- _Exercise brief_: Could you lay out the stretch of the listing below from the line containing "Could you please indicate the bus rear window" through the end of the listing as a JSON list of strings, one string per line and blank lines omitted, leaving out every line outside that stretch?

- _Source data_:
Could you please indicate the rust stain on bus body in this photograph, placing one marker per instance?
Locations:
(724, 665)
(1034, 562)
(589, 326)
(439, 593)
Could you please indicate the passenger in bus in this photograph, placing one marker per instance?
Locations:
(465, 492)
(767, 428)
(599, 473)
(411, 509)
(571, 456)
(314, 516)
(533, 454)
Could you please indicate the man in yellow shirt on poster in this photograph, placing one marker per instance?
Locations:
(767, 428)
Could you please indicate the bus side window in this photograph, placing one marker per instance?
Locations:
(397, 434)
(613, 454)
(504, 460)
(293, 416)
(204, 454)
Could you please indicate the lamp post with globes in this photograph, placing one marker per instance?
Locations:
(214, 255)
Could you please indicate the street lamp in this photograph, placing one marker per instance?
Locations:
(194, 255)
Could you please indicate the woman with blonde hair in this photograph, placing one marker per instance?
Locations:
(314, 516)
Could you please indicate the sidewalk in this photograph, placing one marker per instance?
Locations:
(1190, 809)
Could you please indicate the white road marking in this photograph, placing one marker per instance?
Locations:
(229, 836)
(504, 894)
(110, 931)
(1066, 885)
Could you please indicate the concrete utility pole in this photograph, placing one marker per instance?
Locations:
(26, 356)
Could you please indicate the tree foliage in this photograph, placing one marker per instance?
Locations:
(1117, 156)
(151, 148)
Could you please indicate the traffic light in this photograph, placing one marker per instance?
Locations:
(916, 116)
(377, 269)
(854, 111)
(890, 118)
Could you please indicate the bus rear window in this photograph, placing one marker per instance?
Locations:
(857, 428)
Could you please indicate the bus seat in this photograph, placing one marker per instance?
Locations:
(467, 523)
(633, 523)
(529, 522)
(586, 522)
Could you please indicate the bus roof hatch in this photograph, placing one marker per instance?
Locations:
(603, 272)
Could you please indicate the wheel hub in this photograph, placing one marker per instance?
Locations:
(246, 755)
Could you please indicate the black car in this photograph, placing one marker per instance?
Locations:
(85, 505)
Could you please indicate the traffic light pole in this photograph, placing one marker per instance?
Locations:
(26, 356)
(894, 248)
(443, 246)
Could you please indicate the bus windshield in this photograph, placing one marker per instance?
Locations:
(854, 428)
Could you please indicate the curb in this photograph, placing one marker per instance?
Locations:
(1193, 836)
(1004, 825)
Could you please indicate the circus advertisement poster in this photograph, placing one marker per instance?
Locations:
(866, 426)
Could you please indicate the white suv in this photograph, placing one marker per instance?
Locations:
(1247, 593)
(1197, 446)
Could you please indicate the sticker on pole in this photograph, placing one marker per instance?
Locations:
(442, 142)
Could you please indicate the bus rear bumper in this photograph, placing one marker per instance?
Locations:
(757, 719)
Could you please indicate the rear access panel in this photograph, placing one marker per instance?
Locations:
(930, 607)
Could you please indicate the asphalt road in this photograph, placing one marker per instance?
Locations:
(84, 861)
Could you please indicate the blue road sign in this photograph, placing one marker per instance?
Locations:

- _Answer to this problem_:
[
  "Could you please indicate the bus rear window in this photograph, placing one marker per instance?",
  "Locations:",
  "(857, 428)",
  "Could you please indicate the bus seat in this photograph, placing one marker per instance?",
  "Locations:",
  "(467, 523)",
  "(633, 523)",
  "(529, 522)",
  "(586, 522)",
  "Could you please indicate the bus roof hatch in this photograph, placing one marker per instance?",
  "Locations:",
  "(603, 272)",
  "Could you please indicate the wheel hub in this photograph, placing one marker per instance?",
  "Locations:",
  "(246, 755)",
  "Could you please indicate the black car in this photograph, placing one marker per instance?",
  "Locations:",
  "(85, 505)",
  "Could you please indicate the traffic light pole in this photograph, placing one marker per instance?",
  "Locations:",
  "(26, 356)",
  "(894, 248)",
  "(443, 246)",
  "Could you please indicate the bus windshield in this photograph, placing one marker per instance?",
  "Locations:",
  "(854, 428)",
  "Could you please indicate the curb in this photograph, placing one marker per instance?",
  "Locations:",
  "(1193, 836)",
  "(1004, 825)",
  "Could you please indicate the circus advertisement poster in this photograph, placing one marker per instance?",
  "Locations:",
  "(866, 426)",
  "Could you please indicate the white suv in this photograph, placing one marker per instance?",
  "Locations:",
  "(1247, 593)",
  "(1197, 446)",
  "Could you please indicate the sticker on pole in this photograph, placing one marker per instance?",
  "Locations:",
  "(442, 142)",
  "Could you please indicate the bus rear bumper in this photograph, placing one marker per instance?",
  "Locations:",
  "(757, 719)",
  "Could you please indicate the rear access panel in this photograph, placing one marker per instance?",
  "Locations:",
  "(930, 607)",
  "Could you please indicate the asphalt road in this photograph, placing one marker per instance?",
  "Locations:",
  "(84, 861)",
  "Could you please indicate the blue road sign in this photograph, placing one marker per instance?",
  "Locations:"
]